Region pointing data

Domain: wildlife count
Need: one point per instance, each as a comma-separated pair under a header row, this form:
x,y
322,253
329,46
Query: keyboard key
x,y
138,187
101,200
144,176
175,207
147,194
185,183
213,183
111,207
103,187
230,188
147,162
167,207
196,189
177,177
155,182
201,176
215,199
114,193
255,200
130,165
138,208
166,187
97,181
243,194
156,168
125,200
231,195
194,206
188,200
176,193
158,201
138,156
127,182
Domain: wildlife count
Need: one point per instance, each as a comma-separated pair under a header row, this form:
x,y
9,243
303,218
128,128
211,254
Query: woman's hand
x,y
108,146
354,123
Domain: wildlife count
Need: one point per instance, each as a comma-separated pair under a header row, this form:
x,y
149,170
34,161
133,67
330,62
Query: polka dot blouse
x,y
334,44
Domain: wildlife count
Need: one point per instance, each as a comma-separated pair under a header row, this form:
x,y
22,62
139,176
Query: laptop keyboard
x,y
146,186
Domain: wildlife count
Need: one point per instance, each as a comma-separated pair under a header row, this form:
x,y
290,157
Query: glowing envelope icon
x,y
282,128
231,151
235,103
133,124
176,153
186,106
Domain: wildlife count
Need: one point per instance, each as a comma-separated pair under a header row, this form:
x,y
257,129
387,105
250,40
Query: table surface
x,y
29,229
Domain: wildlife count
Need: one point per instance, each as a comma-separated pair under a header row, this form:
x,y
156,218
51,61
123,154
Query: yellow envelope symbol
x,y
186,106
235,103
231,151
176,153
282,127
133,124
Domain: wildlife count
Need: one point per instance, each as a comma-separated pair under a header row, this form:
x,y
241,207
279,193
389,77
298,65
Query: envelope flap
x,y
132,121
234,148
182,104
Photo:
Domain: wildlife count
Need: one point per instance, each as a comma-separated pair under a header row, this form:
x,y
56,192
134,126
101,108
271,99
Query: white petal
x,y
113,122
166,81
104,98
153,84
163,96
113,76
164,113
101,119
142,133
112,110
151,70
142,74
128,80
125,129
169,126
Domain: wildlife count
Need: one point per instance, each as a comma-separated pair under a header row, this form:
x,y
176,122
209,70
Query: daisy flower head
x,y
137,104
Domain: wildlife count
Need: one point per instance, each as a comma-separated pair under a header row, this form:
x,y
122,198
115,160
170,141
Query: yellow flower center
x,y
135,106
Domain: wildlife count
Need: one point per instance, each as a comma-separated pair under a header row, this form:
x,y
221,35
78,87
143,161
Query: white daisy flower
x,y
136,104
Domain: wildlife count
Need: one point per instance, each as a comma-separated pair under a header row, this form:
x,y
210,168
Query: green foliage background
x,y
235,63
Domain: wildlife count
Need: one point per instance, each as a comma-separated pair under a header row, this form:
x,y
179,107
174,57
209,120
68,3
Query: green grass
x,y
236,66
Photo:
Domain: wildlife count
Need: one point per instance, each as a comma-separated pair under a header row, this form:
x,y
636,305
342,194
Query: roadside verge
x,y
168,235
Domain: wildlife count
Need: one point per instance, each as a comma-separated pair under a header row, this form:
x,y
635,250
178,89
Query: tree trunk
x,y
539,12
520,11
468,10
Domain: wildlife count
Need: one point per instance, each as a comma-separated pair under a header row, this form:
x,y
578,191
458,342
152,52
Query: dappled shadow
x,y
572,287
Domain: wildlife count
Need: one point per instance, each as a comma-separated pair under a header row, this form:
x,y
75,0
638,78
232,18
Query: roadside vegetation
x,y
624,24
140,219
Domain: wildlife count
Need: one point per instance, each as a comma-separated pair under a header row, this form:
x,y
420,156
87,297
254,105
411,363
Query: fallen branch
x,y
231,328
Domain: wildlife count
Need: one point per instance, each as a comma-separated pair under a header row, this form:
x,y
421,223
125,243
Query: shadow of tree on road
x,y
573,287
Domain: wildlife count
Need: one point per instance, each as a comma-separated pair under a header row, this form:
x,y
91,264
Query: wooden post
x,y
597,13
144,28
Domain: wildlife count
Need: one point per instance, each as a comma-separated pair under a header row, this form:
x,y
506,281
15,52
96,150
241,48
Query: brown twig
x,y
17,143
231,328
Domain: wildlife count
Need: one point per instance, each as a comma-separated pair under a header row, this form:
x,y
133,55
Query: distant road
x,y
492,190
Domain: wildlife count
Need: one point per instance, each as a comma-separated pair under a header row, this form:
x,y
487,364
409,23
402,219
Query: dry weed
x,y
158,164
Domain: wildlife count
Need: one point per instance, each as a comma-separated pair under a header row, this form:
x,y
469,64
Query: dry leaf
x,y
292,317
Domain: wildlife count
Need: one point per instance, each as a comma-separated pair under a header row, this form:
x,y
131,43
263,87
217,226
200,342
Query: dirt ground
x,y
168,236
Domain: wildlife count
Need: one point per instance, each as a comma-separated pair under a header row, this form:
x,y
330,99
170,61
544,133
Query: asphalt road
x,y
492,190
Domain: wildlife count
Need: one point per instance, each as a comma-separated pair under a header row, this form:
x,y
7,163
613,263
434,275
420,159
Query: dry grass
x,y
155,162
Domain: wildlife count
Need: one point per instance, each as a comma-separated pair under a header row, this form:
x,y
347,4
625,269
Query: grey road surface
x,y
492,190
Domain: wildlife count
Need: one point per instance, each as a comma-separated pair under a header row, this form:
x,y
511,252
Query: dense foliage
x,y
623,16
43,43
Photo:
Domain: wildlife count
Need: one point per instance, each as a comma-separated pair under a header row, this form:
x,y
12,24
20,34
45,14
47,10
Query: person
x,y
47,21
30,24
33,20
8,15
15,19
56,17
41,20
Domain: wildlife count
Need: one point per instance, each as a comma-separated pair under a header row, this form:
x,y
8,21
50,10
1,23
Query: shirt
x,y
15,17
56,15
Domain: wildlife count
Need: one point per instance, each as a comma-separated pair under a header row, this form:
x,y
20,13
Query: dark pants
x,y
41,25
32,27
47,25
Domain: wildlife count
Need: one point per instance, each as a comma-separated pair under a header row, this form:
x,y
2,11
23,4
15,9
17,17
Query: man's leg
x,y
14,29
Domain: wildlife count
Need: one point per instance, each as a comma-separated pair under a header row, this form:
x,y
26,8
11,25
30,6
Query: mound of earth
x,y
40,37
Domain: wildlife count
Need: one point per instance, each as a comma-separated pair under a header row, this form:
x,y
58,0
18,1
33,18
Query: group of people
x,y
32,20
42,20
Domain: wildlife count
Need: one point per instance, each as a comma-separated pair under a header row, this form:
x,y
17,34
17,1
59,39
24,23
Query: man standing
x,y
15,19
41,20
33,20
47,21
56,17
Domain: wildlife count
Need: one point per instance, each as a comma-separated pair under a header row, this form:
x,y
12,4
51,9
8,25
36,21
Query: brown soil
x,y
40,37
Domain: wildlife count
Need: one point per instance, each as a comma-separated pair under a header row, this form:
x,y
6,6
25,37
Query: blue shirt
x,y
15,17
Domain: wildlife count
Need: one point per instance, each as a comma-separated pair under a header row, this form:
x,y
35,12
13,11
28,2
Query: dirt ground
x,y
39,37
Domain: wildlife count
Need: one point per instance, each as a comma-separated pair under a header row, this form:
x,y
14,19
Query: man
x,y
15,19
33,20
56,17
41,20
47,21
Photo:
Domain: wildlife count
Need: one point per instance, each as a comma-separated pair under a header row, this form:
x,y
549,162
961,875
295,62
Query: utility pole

_The problem_
Each entry should be written out again exactly, with no word left out.

_Result of the task_
Domain: wildlife count
Need: one point per instance, each as a comma-separated pair under a header row, this form:
x,y
322,253
329,46
Query: keyboard key
x,y
138,187
101,200
144,176
175,207
147,194
185,183
213,183
111,207
103,187
230,188
147,162
167,207
196,189
177,177
155,182
201,176
215,199
114,193
255,200
130,165
138,208
166,187
97,181
243,194
156,168
125,200
231,195
194,206
188,200
176,193
158,201
138,156
127,182
Domain: wildlife count
Need: one point per instance, each as a comma-separated pair under a header row, this form:
x,y
9,243
303,218
128,128
211,254
Query: woman's hand
x,y
108,146
354,123
Domain: wildlife count
Need: one point per instance, each as a comma-separated pair under a header row, this form:
x,y
149,170
34,161
133,67
330,62
Query: polka dot blouse
x,y
334,44
Domain: wildlife count
Need: one point per instance, each as a comma-separated pair under a header row, this form:
x,y
22,62
139,176
Query: laptop keyboard
x,y
146,186
Domain: wildlife count
Need: one point per instance, each as a comma-separated pair under a header row, this form:
x,y
290,157
Query: glowing envelope icon
x,y
282,128
231,151
235,103
133,124
176,153
186,106
Domain: wildlife count
Need: one point per instance, each as a comma-separated pair under a header row, this form:
x,y
257,129
387,105
250,40
Query: table surface
x,y
29,229
Domain: wildlife count
Need: one point per instance, each as a comma-separated pair under a header row, this form:
x,y
156,218
51,61
123,154
Query: yellow envelope symbol
x,y
186,106
235,103
231,151
176,153
282,127
133,124
Domain: wildlife count
Need: one point per instance, each as a comma-separated pair under a header row, this form:
x,y
241,207
279,193
389,77
298,65
Query: envelope flap
x,y
132,121
234,148
182,104
Photo:
Domain: wildlife count
Need: one point per instance, each as a comma-separated pair under a header row, this form:
x,y
56,192
134,126
101,108
271,99
Query: white petal
x,y
113,122
166,81
104,98
153,84
163,96
113,76
164,113
101,119
142,133
112,110
151,70
142,74
128,80
125,129
169,126
Domain: wildlife count
Need: one point per instance, each as a comma-separated pair under a header row, this form:
x,y
176,122
209,70
Query: daisy flower head
x,y
137,104
Domain: wildlife count
Need: one point per instance, each as a comma-separated pair under a header row, this form:
x,y
122,198
115,160
170,141
Query: yellow flower center
x,y
135,106
Domain: wildlife count
Need: one point per instance, each as a comma-separated pair under a header row, this form:
x,y
221,35
78,87
143,161
Query: white daisy flower
x,y
136,104
Domain: wildlife count
Need: one point per instance, each as a comma-separated pair under a header row, this form:
x,y
210,168
Query: green foliage background
x,y
235,63
Domain: wildlife count
Need: one point per instance, each as a comma-separated pair under a header row, this form:
x,y
179,107
174,57
209,120
68,3
Query: green grass
x,y
236,66
Photo:
Domain: wildlife count
Need: one point per instance, each as a comma-separated pair under a header row, this form:
x,y
636,305
342,194
Query: roadside verge
x,y
168,235
Domain: wildlife count
Need: one point per instance, each as a comma-separated pair under a header row, this form:
x,y
635,250
178,89
Query: tree trunk
x,y
539,12
520,11
468,10
Domain: wildlife count
Need: one point per instance, each as a comma-separated pair under a header row, this form:
x,y
578,191
458,342
152,52
Query: dappled shadow
x,y
572,287
Domain: wildlife count
Need: one point per instance, each as a comma-separated pair under a header row, this form:
x,y
75,0
638,78
232,18
Query: roadside vegetation
x,y
624,24
140,219
Domain: wildlife count
Need: one point per instance, each as a comma-separated pair under a header row, this form:
x,y
420,156
87,297
254,105
411,363
Query: fallen branch
x,y
231,328
Domain: wildlife count
Need: one point per instance, each as a comma-separated pair under a header row, this form:
x,y
421,223
125,243
Query: shadow of tree on road
x,y
573,287
Domain: wildlife count
Need: one point per instance, each as a comma-separated pair under a header row, this form:
x,y
91,264
Query: wooden post
x,y
597,13
144,28
Domain: wildlife count
Need: one point per instance, each as a comma-separated pair under a header row, this form:
x,y
506,281
15,52
96,150
241,48
Query: brown twig
x,y
17,143
231,328
Domain: wildlife count
Need: one point per instance, each as a comma-separated pair under a header row, this form:
x,y
133,55
Query: distant road
x,y
492,190
Domain: wildlife count
Need: one point per instance, each as a comma-separated pair under a header row, this form:
x,y
487,364
409,23
402,219
Query: dry weed
x,y
158,164
Domain: wildlife count
Need: one point per instance, each as a comma-separated pair under a header row, this form:
x,y
469,64
Query: dry leaf
x,y
292,317
Domain: wildlife count
Need: one point per instance, each as a comma-separated pair under a header row, this form:
x,y
131,43
263,87
217,226
200,342
Query: dirt ground
x,y
168,236
Domain: wildlife count
Need: one point per instance, each as a comma-separated pair under a header row, this form:
x,y
330,99
170,61
544,133
Query: asphalt road
x,y
492,190
Domain: wildlife count
Need: one point per instance, each as a comma-separated pair under a header row, this form:
x,y
7,163
613,263
434,275
420,159
Query: dry grass
x,y
155,162
Domain: wildlife count
Need: one point per instance, each as a comma-separated pair under a header row, this form:
x,y
347,4
625,269
Query: grey road surface
x,y
492,190
Domain: wildlife count
Need: one point per instance, each as a comma-separated pair under a header row, this form:
x,y
511,252
Query: dense foliage
x,y
623,16
43,43
Photo:
Domain: wildlife count
Need: one point per instance, each as a comma-separated pair under a header row, this form:
x,y
12,24
20,34
45,14
47,10
Query: person
x,y
47,21
30,24
33,20
8,15
15,19
56,17
41,20
Domain: wildlife count
Need: one point per instance, each as a comma-separated pair under a header row, this form:
x,y
8,21
50,10
1,23
Query: shirt
x,y
15,17
56,15
Domain: wildlife count
Need: one point per instance, each as a comma-separated pair under a header row, this form:
x,y
20,13
Query: dark pants
x,y
41,25
32,27
47,25
Domain: wildlife count
Need: one point per instance, each as a comma-separated pair under a header row, this form:
x,y
2,11
23,4
15,9
17,17
Query: man's leg
x,y
14,29
Domain: wildlife count
Need: one point per instance, each as a comma-separated pair under a header row, this form:
x,y
26,8
11,25
30,6
Query: mound of earth
x,y
40,37
Domain: wildlife count
Need: one point per instance, each as a comma-separated pair under a header row, this form:
x,y
58,0
18,1
33,18
Query: group of people
x,y
32,20
42,20
Domain: wildlife count
Need: one point per instance, each as a comma-separated pair under a header row, this form:
x,y
17,34
17,1
59,39
24,23
Query: man standing
x,y
15,19
41,20
33,20
47,21
56,17
Domain: wildlife count
Need: one point per instance, each as a comma-separated pair under a header row, this form:
x,y
12,4
51,9
8,25
36,21
Query: brown soil
x,y
40,37
Domain: wildlife count
Need: one point per instance, each as a comma-separated pair under a header row, this form:
x,y
6,6
25,37
Query: blue shirt
x,y
15,17
Domain: wildlife count
Need: one point per instance, each as a comma-separated pair under a header row, this form:
x,y
35,12
13,11
28,2
Query: dirt ground
x,y
39,37
Domain: wildlife count
Need: one point per instance, each as a comma-separated pair under a header row, this form:
x,y
14,19
Query: man
x,y
15,19
33,20
56,17
41,20
47,21
Photo:
Domain: wildlife count
Need: one point per instance, each as a comma-separated pair under a header row, this form:
x,y
549,162
961,875
295,62
Query: utility pole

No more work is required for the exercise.